* _Instructions to follow_
Starting at the beginning of the records and ending with the line containing "xmin=0 ymin=309 xmax=109 ymax=570", update the lines by replacing "surgical" with "clinical" wherever it occurs, leaving everything else unchanged.

BEGIN Provided records

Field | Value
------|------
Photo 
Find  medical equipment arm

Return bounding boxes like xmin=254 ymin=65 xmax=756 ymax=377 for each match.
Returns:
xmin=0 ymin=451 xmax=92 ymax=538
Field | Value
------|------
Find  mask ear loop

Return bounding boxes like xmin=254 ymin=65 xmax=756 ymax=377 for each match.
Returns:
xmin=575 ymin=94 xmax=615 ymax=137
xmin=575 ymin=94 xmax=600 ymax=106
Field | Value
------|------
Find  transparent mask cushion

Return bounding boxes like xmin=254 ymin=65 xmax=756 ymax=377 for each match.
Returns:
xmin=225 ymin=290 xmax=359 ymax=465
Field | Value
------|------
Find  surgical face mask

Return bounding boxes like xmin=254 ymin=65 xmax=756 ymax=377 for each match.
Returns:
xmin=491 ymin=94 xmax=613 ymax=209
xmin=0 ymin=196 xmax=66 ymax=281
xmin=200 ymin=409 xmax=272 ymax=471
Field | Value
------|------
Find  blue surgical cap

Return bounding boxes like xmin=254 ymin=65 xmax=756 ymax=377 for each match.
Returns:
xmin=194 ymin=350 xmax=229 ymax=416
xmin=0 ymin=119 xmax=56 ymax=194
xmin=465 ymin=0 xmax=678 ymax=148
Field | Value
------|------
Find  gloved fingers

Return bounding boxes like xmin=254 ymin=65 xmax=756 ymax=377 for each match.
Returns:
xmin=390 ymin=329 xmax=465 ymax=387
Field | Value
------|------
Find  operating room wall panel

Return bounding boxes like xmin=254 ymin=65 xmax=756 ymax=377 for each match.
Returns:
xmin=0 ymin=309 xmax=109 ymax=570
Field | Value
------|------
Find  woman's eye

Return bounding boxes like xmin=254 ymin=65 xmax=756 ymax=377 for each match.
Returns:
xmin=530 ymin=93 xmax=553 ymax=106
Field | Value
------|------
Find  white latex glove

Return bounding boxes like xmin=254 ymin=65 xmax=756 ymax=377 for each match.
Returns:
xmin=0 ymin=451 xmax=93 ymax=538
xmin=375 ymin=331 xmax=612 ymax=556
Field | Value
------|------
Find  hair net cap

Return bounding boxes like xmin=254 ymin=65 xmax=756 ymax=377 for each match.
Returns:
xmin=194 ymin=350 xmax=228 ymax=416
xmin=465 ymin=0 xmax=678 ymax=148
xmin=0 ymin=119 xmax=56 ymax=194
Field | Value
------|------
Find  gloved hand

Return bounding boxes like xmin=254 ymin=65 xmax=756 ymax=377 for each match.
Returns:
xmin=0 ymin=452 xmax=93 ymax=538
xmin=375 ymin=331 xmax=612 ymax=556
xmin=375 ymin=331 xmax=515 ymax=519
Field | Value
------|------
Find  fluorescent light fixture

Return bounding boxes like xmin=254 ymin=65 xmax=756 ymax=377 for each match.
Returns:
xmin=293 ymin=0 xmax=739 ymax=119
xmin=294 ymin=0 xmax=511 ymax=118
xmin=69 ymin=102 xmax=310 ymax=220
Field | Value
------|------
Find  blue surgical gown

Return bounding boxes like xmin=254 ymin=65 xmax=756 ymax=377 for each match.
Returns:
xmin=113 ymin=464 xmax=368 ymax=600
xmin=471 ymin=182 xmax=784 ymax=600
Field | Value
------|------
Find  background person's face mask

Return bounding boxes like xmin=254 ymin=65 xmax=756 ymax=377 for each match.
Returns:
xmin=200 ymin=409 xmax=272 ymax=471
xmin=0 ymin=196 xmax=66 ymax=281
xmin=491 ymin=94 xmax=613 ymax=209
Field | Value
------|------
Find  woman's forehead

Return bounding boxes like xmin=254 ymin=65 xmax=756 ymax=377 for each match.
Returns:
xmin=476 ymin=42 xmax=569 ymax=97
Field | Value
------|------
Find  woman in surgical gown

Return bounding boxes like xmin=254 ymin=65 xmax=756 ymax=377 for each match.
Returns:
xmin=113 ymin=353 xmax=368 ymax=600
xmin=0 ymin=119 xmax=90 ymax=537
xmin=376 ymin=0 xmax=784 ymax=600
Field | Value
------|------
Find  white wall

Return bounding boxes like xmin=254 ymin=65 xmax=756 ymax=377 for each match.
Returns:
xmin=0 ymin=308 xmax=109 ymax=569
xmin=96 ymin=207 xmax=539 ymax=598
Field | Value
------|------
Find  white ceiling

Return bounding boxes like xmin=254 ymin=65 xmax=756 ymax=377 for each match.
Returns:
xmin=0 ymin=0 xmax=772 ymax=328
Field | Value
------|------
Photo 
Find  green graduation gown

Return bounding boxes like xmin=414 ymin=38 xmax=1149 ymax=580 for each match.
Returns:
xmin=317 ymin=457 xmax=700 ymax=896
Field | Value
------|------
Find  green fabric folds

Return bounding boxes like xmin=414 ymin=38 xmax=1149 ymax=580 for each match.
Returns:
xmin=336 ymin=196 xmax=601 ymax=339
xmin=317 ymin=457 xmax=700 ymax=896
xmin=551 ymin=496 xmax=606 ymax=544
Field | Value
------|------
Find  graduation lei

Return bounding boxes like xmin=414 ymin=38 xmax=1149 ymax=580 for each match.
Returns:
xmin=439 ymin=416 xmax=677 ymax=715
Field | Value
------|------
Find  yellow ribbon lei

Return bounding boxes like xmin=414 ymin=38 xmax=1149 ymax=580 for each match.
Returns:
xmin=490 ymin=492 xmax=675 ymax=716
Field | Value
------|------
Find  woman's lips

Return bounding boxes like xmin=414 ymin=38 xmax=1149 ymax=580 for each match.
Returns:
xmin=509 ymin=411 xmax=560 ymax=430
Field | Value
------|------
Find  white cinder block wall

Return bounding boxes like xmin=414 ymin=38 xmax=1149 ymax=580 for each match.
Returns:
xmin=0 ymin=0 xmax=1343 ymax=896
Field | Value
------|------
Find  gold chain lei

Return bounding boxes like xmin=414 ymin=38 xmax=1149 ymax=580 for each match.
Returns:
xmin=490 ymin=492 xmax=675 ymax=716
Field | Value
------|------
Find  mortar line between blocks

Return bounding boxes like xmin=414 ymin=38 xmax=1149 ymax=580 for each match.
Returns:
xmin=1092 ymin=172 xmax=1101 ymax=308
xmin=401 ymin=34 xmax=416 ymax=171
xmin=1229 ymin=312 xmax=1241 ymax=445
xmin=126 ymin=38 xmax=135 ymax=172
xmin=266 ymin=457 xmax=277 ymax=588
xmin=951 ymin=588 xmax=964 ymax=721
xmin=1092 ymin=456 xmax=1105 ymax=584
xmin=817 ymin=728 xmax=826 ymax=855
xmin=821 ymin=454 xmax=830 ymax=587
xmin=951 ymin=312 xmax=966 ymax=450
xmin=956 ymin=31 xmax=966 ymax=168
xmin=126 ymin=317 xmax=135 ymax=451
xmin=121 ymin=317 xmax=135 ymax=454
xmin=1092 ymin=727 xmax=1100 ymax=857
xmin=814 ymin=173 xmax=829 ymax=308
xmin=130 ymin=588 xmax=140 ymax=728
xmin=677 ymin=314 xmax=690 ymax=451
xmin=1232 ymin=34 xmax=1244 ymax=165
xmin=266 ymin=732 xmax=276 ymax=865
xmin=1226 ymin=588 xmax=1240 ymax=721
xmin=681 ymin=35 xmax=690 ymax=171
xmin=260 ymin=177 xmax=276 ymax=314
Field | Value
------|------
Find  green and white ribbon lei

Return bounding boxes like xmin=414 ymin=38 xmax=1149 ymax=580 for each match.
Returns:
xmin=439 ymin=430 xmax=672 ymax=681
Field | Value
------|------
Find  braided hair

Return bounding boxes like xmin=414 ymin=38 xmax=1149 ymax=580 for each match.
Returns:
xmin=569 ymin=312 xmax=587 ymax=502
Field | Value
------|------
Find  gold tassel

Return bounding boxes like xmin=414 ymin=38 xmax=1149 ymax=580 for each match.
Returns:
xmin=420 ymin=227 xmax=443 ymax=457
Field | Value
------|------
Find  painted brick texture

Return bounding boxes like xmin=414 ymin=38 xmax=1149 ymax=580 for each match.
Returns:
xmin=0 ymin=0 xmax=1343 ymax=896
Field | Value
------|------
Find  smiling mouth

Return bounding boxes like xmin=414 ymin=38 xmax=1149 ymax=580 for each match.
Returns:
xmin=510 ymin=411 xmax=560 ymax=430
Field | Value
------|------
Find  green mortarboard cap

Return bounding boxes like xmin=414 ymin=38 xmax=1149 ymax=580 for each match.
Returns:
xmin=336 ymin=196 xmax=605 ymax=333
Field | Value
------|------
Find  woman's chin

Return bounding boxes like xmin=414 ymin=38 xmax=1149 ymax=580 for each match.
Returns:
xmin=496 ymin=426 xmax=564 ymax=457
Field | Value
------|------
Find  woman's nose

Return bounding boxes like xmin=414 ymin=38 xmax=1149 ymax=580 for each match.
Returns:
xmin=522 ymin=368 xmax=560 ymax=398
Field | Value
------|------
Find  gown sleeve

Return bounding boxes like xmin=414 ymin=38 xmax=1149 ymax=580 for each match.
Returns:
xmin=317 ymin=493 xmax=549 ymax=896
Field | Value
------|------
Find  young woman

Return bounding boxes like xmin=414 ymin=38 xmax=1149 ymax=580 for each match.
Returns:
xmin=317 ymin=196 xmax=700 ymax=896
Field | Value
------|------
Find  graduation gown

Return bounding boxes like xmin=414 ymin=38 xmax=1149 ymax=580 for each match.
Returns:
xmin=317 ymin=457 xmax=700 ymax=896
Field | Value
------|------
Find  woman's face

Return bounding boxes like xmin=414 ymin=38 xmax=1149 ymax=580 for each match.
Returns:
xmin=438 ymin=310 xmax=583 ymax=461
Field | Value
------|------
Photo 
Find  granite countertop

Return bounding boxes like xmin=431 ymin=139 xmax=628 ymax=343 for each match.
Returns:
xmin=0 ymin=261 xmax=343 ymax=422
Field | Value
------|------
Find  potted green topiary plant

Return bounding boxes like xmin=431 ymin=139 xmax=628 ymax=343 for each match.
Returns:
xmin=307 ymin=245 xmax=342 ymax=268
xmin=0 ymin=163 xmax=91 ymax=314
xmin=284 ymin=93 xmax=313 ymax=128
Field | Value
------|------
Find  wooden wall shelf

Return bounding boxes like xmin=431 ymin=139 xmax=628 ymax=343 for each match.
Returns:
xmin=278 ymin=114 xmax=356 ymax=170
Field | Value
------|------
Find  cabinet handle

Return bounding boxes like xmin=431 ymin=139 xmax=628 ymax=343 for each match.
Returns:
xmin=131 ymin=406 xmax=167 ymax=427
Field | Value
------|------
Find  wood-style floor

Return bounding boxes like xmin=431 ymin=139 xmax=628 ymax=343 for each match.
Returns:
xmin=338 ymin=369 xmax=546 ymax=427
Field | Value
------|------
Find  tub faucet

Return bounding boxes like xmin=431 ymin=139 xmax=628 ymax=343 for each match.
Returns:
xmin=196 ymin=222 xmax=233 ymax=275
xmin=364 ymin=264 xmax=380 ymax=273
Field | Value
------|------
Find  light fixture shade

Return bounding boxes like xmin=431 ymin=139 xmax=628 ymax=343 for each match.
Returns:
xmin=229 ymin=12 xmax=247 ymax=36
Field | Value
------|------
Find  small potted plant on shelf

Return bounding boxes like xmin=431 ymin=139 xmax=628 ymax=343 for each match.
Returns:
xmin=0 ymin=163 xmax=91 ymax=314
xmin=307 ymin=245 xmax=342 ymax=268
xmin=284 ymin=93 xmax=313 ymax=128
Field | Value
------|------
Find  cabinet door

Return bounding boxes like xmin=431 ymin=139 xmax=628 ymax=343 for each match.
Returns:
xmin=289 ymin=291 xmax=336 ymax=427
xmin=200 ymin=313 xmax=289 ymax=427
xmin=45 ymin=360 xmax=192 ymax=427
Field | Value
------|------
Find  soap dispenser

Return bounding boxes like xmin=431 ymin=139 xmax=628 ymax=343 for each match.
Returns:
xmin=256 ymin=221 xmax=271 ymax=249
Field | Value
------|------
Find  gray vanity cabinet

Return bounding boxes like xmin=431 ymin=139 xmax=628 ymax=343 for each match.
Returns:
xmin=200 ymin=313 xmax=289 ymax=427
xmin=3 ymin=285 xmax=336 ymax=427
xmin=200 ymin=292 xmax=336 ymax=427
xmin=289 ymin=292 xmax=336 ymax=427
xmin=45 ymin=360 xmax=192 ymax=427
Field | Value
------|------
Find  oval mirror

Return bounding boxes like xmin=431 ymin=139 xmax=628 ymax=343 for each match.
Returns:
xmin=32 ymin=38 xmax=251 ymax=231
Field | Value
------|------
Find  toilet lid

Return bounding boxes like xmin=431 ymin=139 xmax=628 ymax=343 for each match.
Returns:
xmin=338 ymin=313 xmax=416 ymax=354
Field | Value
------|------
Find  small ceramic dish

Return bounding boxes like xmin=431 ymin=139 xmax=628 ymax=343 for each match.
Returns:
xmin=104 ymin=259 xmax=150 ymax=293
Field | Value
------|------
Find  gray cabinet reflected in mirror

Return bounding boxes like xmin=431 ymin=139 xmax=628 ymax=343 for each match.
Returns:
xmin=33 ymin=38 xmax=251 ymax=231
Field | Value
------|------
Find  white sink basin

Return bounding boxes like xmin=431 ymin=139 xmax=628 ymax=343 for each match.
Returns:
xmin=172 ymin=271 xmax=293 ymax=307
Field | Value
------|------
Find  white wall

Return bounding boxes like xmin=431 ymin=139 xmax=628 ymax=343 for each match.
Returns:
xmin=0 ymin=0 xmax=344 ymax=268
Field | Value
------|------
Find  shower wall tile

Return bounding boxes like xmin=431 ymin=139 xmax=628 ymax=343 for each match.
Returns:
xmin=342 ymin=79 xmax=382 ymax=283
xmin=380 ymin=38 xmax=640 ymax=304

END Provided records

* _Solution for this problem_
Field | Value
------|------
Photo 
Find  medical equipment arm

Return bounding boxes like xmin=254 ymin=65 xmax=756 ymax=377 for each match.
Returns:
xmin=0 ymin=451 xmax=92 ymax=538
Field | Value
------|------
Find  mask ear loop

Return bounding boxes like xmin=254 ymin=65 xmax=756 ymax=377 for each match.
Returns:
xmin=575 ymin=94 xmax=615 ymax=137
xmin=575 ymin=94 xmax=600 ymax=106
Field | Value
------|------
Find  transparent mask cushion

Return bounding boxes like xmin=254 ymin=65 xmax=756 ymax=377 for each match.
Returns:
xmin=225 ymin=290 xmax=359 ymax=465
Field | Value
------|------
Find  clinical face mask

Return bounding boxes like xmin=254 ymin=65 xmax=756 ymax=377 for each match.
Returns:
xmin=491 ymin=94 xmax=613 ymax=209
xmin=0 ymin=196 xmax=66 ymax=281
xmin=200 ymin=409 xmax=272 ymax=471
Field | Value
------|------
Find  blue clinical cap

Return bounding boxes like xmin=254 ymin=65 xmax=756 ymax=377 for each match.
Returns:
xmin=194 ymin=350 xmax=229 ymax=416
xmin=0 ymin=119 xmax=56 ymax=194
xmin=465 ymin=0 xmax=678 ymax=148
Field | Value
------|------
Find  gloved fingers

Return bounding boxes like xmin=254 ymin=65 xmax=756 ymax=377 for each match.
Returns:
xmin=390 ymin=329 xmax=465 ymax=387
Field | Value
------|------
Find  operating room wall panel

Return bounding boxes like xmin=254 ymin=65 xmax=756 ymax=377 for each match.
Returns:
xmin=0 ymin=309 xmax=109 ymax=570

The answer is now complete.